Task: Search the records for "covered". Copy every line where it appears.

Referring expression pointing data
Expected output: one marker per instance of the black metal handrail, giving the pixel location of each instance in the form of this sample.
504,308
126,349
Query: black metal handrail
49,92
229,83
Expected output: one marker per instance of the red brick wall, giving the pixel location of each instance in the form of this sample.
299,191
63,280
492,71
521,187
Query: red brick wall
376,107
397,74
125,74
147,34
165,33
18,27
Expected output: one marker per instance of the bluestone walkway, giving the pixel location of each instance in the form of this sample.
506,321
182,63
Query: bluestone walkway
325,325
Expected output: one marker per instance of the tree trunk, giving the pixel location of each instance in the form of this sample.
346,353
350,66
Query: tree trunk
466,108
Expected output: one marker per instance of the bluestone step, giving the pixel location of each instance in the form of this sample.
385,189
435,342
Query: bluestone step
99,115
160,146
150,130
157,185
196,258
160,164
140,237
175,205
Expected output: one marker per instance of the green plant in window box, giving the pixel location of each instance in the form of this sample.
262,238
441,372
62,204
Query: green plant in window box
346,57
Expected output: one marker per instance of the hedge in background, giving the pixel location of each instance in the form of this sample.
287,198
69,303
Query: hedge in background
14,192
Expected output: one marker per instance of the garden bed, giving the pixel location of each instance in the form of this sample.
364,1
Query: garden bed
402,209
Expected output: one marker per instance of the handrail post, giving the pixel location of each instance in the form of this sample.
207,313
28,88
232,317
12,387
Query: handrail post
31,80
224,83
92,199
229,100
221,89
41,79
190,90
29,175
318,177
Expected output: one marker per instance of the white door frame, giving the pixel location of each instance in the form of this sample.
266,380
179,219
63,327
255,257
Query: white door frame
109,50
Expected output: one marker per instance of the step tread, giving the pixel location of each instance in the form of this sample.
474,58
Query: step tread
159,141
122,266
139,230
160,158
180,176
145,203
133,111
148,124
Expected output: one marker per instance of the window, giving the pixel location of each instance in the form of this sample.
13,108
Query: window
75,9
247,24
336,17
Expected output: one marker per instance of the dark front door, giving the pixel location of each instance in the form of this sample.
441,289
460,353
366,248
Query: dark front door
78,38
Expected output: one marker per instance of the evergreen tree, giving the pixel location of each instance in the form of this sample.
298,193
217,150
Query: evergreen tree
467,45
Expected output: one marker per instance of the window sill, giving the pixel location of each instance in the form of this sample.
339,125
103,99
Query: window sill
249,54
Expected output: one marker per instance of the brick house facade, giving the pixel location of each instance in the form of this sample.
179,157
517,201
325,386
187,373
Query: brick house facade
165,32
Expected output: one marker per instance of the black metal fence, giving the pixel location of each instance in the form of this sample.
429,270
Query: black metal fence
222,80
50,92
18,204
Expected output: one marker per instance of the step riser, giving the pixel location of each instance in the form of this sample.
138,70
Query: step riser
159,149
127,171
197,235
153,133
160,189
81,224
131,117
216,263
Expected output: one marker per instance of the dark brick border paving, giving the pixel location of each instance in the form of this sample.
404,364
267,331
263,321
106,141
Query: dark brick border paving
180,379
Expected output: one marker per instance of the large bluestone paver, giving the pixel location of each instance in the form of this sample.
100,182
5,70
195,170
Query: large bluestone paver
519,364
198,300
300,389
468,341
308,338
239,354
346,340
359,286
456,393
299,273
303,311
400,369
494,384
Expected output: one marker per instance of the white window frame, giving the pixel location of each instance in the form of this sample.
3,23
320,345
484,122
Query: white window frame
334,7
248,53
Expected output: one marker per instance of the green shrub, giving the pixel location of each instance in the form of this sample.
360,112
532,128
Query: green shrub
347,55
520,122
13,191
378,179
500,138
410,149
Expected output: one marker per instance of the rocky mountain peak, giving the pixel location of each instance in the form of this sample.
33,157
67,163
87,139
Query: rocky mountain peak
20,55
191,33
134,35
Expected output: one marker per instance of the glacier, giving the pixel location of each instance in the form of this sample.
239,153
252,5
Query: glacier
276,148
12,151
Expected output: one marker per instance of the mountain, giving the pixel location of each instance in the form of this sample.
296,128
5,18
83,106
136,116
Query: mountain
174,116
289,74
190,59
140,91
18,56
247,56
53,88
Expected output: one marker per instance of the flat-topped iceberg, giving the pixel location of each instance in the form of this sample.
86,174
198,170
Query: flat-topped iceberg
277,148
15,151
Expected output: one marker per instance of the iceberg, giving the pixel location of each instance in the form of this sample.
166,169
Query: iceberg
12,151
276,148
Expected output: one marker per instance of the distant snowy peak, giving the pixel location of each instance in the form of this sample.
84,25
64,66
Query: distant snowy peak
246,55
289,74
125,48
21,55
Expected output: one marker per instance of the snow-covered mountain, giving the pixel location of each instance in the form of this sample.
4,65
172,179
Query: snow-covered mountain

Response to this exercise:
Expected output: one marker per instance of the snow-covered mountain, giving the pixel location of each instance in the form of this sample.
Query: snow-covered mountain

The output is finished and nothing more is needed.